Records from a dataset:
══════
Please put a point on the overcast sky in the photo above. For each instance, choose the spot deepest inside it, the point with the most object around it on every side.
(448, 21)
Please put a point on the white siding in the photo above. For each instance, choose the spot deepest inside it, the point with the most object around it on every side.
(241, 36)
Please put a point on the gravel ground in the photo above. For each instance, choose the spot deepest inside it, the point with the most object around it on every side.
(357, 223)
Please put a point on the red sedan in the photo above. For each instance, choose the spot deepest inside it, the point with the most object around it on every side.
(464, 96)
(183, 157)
══════
Task
Reproduce the preceding records exactly and completely.

Solution below
Please put a point on the overcast sky in the photo above. For each instance, choose the spot deepest inside it, the point with the most object around it on every side.
(448, 21)
Please put a point on the white siding in the photo above. For each instance, choose the spot deepest inside it, the point with the most object around it on every side.
(241, 36)
Please put a point on the gravel ground in the photo above. For each instance, choose the spot deepest inside it, the point with the most object around it on every side.
(357, 223)
Please put a point on the red sedan in the photo above. For each instance, choose the spot deepest inside it, the point with the most object around it on every side.
(464, 96)
(183, 157)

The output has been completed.